## Work required
How many lines in the data below contain the string "metal"? Reply with the number alone.

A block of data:
━━━
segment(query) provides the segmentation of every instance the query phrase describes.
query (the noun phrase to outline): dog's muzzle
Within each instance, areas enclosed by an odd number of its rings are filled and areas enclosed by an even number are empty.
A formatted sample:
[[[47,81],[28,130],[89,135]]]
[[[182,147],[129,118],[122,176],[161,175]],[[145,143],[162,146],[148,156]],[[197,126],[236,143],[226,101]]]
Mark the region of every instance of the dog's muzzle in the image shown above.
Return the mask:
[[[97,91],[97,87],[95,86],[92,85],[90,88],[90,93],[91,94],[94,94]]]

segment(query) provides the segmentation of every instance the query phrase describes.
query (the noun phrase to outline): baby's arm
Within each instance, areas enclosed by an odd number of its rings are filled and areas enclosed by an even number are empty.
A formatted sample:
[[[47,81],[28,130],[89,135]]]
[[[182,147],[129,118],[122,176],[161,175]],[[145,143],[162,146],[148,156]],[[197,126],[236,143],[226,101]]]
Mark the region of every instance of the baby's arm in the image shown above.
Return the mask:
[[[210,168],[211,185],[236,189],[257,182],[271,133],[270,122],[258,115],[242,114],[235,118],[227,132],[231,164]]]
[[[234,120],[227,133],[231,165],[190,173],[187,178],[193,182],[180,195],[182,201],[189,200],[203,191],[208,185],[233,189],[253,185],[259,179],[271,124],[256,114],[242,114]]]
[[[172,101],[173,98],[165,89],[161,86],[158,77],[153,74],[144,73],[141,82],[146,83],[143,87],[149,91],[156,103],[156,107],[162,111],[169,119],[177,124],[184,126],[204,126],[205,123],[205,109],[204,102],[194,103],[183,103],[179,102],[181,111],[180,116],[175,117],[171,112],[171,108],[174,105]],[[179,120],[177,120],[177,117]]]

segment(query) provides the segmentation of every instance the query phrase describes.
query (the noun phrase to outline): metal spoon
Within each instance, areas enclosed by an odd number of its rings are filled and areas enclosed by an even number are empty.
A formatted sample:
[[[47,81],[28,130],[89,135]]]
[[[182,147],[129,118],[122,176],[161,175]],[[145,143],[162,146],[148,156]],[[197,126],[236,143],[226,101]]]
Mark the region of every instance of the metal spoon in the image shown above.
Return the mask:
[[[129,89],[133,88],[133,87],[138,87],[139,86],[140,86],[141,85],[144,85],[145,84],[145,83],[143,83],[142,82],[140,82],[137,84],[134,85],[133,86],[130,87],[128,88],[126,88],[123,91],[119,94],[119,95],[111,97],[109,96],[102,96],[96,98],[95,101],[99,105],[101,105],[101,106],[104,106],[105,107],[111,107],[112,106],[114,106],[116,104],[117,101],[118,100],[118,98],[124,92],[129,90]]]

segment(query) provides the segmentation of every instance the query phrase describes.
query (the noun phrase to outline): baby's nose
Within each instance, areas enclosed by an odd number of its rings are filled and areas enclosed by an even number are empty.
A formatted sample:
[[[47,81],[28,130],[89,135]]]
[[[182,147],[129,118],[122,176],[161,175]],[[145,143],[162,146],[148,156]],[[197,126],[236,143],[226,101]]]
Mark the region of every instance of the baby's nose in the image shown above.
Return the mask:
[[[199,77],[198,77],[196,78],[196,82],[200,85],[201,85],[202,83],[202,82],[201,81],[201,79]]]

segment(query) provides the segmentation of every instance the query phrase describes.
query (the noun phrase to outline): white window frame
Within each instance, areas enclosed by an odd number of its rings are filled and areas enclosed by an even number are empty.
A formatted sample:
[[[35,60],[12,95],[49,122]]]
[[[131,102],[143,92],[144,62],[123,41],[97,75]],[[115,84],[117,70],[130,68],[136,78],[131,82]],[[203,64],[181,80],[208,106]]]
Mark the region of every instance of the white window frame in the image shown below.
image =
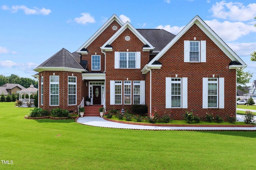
━━━
## Task response
2